[Collected data entries]
● ● ● ●
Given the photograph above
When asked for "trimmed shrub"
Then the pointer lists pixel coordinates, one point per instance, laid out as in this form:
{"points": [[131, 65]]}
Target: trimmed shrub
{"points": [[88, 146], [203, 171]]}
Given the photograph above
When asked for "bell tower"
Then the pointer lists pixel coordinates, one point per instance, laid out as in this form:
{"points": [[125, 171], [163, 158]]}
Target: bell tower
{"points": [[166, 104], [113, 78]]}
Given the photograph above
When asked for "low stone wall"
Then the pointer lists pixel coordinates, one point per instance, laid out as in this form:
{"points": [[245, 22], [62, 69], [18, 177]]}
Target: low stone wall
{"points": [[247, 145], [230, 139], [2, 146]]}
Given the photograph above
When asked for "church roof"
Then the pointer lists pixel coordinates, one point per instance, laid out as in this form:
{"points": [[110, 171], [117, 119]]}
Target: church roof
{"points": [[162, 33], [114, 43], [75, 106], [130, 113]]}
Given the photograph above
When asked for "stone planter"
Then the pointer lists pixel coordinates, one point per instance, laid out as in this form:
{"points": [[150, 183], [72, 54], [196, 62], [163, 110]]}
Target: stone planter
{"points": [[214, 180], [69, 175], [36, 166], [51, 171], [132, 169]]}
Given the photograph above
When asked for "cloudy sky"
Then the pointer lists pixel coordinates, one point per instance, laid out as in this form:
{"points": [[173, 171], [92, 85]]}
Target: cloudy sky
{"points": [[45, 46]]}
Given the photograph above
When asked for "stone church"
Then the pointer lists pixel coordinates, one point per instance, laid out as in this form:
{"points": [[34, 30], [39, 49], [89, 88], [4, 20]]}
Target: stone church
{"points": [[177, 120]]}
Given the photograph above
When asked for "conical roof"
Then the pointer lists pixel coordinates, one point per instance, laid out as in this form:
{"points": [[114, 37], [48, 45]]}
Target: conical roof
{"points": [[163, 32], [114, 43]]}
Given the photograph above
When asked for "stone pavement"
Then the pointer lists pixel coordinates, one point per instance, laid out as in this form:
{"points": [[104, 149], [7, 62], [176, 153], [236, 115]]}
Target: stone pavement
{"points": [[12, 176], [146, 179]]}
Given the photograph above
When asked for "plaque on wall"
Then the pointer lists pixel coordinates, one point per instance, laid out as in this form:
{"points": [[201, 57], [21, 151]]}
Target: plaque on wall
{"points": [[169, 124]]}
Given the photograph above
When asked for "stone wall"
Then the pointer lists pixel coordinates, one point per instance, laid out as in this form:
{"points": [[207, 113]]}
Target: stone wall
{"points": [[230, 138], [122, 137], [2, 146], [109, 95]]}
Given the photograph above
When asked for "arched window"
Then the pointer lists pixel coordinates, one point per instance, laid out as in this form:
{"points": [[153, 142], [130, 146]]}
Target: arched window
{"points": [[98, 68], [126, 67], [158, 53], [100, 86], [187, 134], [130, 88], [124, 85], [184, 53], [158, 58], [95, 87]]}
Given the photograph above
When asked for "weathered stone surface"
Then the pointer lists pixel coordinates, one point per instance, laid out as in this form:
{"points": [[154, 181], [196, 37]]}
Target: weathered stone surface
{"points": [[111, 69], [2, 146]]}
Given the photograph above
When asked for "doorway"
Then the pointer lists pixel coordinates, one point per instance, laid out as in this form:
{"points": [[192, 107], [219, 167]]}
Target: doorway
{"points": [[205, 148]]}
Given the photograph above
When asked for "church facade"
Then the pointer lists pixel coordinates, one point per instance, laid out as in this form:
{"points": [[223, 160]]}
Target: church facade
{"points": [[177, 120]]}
● ● ● ●
_EXERCISE OBJECTIVE_: Each record must be returned in full and exactly.

_REPLY TO THE TASK_:
Given the photograph above
When asked for "trimmed shrub"
Then the pointer lists pixel coordinates, one point per instance, laid out as in this form:
{"points": [[131, 65]]}
Target: trimmed shrub
{"points": [[88, 146], [203, 171]]}
Given the photograph above
When asked for "bell tower"
Then the pointer lists pixel coordinates, one point per instance, laid out as in this form:
{"points": [[125, 171], [163, 158]]}
Target: bell tower
{"points": [[166, 104], [113, 78]]}
Given the photograph above
When asked for "low stone wall"
Then the pointer lists pixel coordinates, one point per instance, laid out as in this form:
{"points": [[245, 22], [62, 69], [18, 177]]}
Target: low stone wall
{"points": [[247, 145], [230, 139], [2, 146]]}
Given the photograph above
When asked for "church roof"
Then the pointer lists pixel coordinates, one point per instance, laid out as in this form:
{"points": [[110, 171], [117, 119]]}
Target: church roof
{"points": [[162, 33], [114, 43], [75, 106], [130, 113]]}
Given the photograph above
When asked for "stone planter"
Then the pointer lists pixel coordinates, one point per instance, laid out as in this form:
{"points": [[150, 183], [72, 54], [196, 62], [163, 110]]}
Target: stone planter
{"points": [[214, 180], [69, 175], [36, 166], [51, 171], [132, 169]]}
Given the photograph above
When asked for "cloudy sky"
Then the pointer lists pixel coordinates, one point per instance, laid out as in this form:
{"points": [[173, 171], [92, 85]]}
Target: cloudy sky
{"points": [[45, 46]]}
Given the photograph above
When asked for "stone church"
Then the pointer lists pixel coordinates, one point per instance, laid out as in this form:
{"points": [[34, 30], [39, 49], [89, 88], [4, 20]]}
Target: stone church
{"points": [[177, 120]]}
Given the photograph above
When asked for "conical roof"
Then the pointer lists pixel coordinates, one point per instance, laid out as in this form:
{"points": [[114, 37], [48, 45]]}
Target: conical roof
{"points": [[163, 32], [114, 43]]}
Given the photograph above
When asked for "stone pavement"
Then the pointer lists pixel coordinates, one point per instance, laid out as in this form:
{"points": [[104, 149], [7, 62], [176, 153], [236, 115]]}
Target: stone pavement
{"points": [[12, 176], [146, 179]]}
Given the photograph above
When asked for "plaque on wall"
Then the pointer lists pixel coordinates, one point per instance, laid out as in this form:
{"points": [[201, 57], [21, 151]]}
Target: plaque on wall
{"points": [[169, 124]]}
Given the photograph above
When asked for "stone wall"
Then the pointer lists pixel coordinates, one point per instance, laid out as in this form:
{"points": [[207, 113]]}
Target: stone wall
{"points": [[230, 138], [122, 137], [2, 146], [109, 95]]}
Given the photograph above
When asked for "arched window"
Then the pointer lists pixel coordinates, one point per instance, laid out as in this form:
{"points": [[153, 142], [130, 146]]}
Target: arched window
{"points": [[98, 68], [126, 67], [158, 53], [100, 86], [187, 134], [130, 88], [124, 85], [184, 53], [158, 58], [95, 87]]}
Given the photograph above
When asked for "weathered stone surface"
Then the pointer lists pixel coordinates, one point per instance, laid out as in this form:
{"points": [[154, 181], [196, 37]]}
Target: weathered stone surface
{"points": [[111, 69], [2, 146]]}
Given the photograph above
When asked for "doorway"
Then the pointer lists pixel coordinates, one point per instance, laid out as in this form:
{"points": [[192, 107], [219, 167]]}
Target: doorway
{"points": [[205, 148]]}
Given the photograph above
When asked for "church facade"
Then the pointer lists pixel coordinates, one point per instance, laid out as in this form:
{"points": [[223, 160]]}
Target: church facade
{"points": [[177, 120]]}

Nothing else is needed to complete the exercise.